• Exercise brief
Set down each entry below exactly as it stands.
----
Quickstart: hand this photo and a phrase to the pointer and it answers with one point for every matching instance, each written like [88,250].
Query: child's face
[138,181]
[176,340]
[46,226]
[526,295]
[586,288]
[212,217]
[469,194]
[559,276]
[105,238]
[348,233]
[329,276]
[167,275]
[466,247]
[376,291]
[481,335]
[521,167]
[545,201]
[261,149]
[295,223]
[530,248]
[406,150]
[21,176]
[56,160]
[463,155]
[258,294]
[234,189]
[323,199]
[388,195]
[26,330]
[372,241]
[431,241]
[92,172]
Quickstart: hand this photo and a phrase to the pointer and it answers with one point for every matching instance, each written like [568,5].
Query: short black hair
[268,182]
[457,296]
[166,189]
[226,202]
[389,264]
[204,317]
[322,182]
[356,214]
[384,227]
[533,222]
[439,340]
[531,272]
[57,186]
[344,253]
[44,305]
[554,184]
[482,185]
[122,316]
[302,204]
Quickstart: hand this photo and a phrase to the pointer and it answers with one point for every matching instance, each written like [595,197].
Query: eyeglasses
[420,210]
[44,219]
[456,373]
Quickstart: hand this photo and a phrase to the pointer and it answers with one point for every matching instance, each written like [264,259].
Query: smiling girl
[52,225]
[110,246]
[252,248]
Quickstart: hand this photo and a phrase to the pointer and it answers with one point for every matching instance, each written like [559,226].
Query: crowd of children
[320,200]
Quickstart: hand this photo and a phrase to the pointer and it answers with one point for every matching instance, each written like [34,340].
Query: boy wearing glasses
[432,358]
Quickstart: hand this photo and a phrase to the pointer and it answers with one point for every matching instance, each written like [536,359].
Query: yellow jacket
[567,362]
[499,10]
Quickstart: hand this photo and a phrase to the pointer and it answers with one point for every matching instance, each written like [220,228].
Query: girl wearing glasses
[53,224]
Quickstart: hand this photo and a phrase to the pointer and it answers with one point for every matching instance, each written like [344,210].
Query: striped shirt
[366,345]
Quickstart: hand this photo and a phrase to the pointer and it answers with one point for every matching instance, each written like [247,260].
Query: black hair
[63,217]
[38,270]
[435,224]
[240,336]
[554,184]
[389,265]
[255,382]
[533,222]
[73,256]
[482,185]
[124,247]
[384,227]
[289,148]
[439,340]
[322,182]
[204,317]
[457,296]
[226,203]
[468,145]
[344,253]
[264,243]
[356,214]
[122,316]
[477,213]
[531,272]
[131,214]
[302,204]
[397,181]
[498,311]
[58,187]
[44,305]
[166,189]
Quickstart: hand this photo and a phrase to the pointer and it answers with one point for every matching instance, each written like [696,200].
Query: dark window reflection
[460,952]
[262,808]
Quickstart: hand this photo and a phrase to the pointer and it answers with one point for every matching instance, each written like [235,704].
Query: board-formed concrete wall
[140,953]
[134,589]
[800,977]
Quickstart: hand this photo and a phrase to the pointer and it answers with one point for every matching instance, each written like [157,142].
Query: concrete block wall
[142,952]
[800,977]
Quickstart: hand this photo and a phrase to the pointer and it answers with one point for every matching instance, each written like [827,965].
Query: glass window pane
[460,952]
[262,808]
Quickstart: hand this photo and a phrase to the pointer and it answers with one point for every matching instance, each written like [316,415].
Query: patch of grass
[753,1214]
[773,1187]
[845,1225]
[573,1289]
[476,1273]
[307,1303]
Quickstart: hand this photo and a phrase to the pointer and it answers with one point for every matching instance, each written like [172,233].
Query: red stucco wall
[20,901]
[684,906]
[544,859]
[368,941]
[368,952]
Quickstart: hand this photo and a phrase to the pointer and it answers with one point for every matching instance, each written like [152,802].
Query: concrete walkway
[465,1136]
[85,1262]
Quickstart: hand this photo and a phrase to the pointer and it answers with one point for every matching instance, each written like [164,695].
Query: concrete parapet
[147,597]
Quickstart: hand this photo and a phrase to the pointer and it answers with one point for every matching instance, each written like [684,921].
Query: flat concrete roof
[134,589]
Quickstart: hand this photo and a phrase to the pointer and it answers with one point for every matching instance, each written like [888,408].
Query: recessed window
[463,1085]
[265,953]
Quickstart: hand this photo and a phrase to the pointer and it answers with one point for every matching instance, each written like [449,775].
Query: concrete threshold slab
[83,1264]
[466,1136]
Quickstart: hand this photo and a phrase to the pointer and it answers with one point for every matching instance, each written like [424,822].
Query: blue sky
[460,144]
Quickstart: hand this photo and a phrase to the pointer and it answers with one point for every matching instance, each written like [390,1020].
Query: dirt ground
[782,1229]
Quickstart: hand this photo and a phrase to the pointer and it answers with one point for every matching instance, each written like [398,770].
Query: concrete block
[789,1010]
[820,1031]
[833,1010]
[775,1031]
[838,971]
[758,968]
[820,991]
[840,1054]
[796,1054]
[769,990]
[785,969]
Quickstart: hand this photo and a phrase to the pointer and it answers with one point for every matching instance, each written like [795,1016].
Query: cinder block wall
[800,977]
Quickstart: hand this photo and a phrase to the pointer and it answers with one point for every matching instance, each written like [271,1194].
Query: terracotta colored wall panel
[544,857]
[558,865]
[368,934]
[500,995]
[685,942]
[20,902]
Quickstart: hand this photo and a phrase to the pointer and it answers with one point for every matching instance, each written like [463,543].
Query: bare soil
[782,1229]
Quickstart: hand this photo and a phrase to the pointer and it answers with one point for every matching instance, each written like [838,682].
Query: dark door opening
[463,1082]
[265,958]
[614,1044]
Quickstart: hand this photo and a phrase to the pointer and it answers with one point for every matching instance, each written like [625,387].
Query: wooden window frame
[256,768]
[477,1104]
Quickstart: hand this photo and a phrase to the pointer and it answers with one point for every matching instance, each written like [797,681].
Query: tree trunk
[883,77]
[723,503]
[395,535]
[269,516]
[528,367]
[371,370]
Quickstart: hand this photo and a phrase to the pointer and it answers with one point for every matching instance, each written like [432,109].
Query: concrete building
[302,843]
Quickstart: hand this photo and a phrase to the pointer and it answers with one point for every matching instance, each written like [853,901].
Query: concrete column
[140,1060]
----
• Exercise response
Quickstart: hand this photo and a phrase to the pointer and it answers with one point for every matching instance, each written like [88,250].
Query: child's face
[138,181]
[176,340]
[46,226]
[526,295]
[586,288]
[212,217]
[469,194]
[559,276]
[105,238]
[348,233]
[329,276]
[167,275]
[466,247]
[376,291]
[481,335]
[521,167]
[545,201]
[261,149]
[295,223]
[530,248]
[406,150]
[21,176]
[56,160]
[463,155]
[258,294]
[234,189]
[323,199]
[388,195]
[26,330]
[372,241]
[431,241]
[92,172]
Quickstart: hand this photo and a phrase to the pointer and it answers with one point for every matching instance, each written like [568,5].
Query: short black hair
[268,182]
[457,296]
[166,189]
[226,202]
[389,264]
[204,317]
[322,182]
[356,214]
[384,227]
[533,222]
[439,340]
[531,272]
[57,186]
[344,253]
[44,305]
[554,184]
[482,185]
[122,316]
[302,204]
Quickstart: hand this photo and a phrase to the pointer and it answers with one point for every matching instance, each written like [595,197].
Query: eyeglasses
[420,210]
[44,219]
[456,373]
Quickstart: hand this photo and a phrase to the pointer and it answers with one point for every matching instance, each written like [264,259].
Query: smiling girl
[52,225]
[110,246]
[252,248]
Quickstart: hand this photo and a phrase to the pointer and it answers with one point for every matching instance, each written like [559,226].
Query: crowd of children
[320,200]
Quickstart: hand this photo and a phrase to the pointer and it answers with one point for every matching instance, each written like [34,340].
Query: boy wearing glasses
[432,358]
Quickstart: hand this photo and a phrase to the pointer and it answers with one point for every matching instance, each written like [536,359].
Query: yellow jacket
[567,362]
[499,10]
Quickstart: hand this photo and a phrase to the pointer and it answers with one point for every matching instance, each written like [220,228].
Query: girl wearing glasses
[53,224]
Quickstart: hand this photo and a phrase to the pointer and it answers with one point for every matching instance, each written like [344,210].
Query: striped shirt
[366,345]
Quickstart: hand this photo and a phrase to the pointer and it answers with one point for every matching instance, each written like [247,260].
Query: black hair
[63,217]
[38,270]
[435,224]
[240,336]
[554,184]
[389,265]
[255,382]
[533,222]
[73,256]
[482,185]
[124,247]
[384,227]
[289,148]
[439,340]
[322,182]
[204,317]
[457,296]
[226,203]
[468,145]
[344,253]
[264,243]
[356,214]
[122,316]
[477,213]
[531,272]
[131,214]
[302,204]
[397,181]
[498,311]
[58,187]
[44,305]
[166,189]
Quickstart: hand this photo and a phrase to the pointer and it answers with one point for every matching instance, each written like [696,200].
Query: dark window reflection
[460,952]
[262,808]
Quickstart: hand this photo and a phrase to the pointer and it answers with one point for every matching instance, each written like [235,704].
Query: board-formed concrete wall
[140,953]
[134,589]
[800,977]
Quickstart: hand this photo and a phrase to the pointer and it answers with one point for every matching instance, each written like [157,142].
Query: concrete block wall
[142,952]
[800,977]
Quickstart: hand this photo and a phrase to the pointer and it answers with one point for every matching instance, each written like [827,965].
Query: glass window pane
[460,952]
[262,808]
Quickstart: hand this photo and a phrase to the pointer and it answers with one point for every matching instance, each written like [316,415].
Query: patch of grass
[753,1214]
[773,1187]
[845,1225]
[573,1289]
[476,1273]
[307,1303]
Quickstart: hand this photo and a phrase to the pointer and it answers with one point for every matching instance, each written like [172,233].
Query: red stucco wall
[20,901]
[684,906]
[544,859]
[368,941]
[368,952]
Quickstart: hand this photo and a phrase to the pointer and it answers with one point for every matching instance, each written like [152,802].
Query: concrete walkway
[465,1136]
[85,1262]
Quickstart: hand this photo and a phrase to the pointer and it answers with one point for every matching instance, each written like [164,695].
Query: concrete parapet
[147,597]
Quickstart: hand this photo and a phrase to the pointer and it answers with one point for every matching instance, each written like [684,921].
Query: flat concrete roof
[134,589]
Quickstart: hand this photo and a phrase to the pointer and it answers with one point for every matching instance, each written like [888,408].
Query: recessed window
[463,1085]
[265,953]
Quickstart: hand this photo and a phrase to the pointer and it answers with one point for every matching instance, each written like [449,775].
Query: concrete threshold slab
[83,1264]
[466,1136]
Quickstart: hand this photo and a phrase to the pointer and it answers with one point for every matching instance, each written like [424,822].
Query: blue sky
[460,144]
Quickstart: hand this photo and a phrase to the pointer and it answers with one point for every matching instance, each written like [390,1020].
Query: dirt ground
[782,1229]
Quickstart: hand this photo and a phrase to the pointer and it answers with one point for every matching instance, each written like [398,770].
Query: concrete block
[789,1010]
[820,1031]
[833,1010]
[775,1031]
[838,971]
[758,968]
[820,991]
[840,1054]
[796,1054]
[769,990]
[785,969]
Quickstart: hand this photo and a phrase to the pointer and it answers with one point for every matching instance, each written like [795,1016].
Query: cinder block wall
[800,977]
Quickstart: hand this photo and a phrase to the pointer and it answers with one point for every matching instance, each written like [271,1194].
Query: terracotta colored wall panel
[544,857]
[558,865]
[368,934]
[500,995]
[685,942]
[20,902]
Quickstart: hand this photo and a phrase to the pointer and it answers with one point for every matching instance, each written like [463,543].
Query: bare soil
[782,1229]
Quickstart: hand this photo and a phrase to the pointer and it answers with one point for every matching instance, each written like [838,682].
Query: dark door opening
[463,1082]
[265,958]
[614,1044]
Quickstart: hand this photo and a phrase to the pointer and it answers with one point for every matching instance, each written like [625,387].
Query: wooden window frame
[256,768]
[477,1104]
Quickstart: hand this photo and a phrase to the pointer and it answers with one point for every matching instance, each written like [797,681].
Query: tree trunk
[883,77]
[723,503]
[395,535]
[269,516]
[528,367]
[371,370]
Quickstart: hand this photo and a phrase to the pointer and it answers with one point for every matching instance, each written like [432,109].
Query: concrete building
[302,843]
Quickstart: hand this photo and a phrase to the pointer and it answers with one point for every matching instance, each written like [853,901].
Query: concrete column
[140,1060]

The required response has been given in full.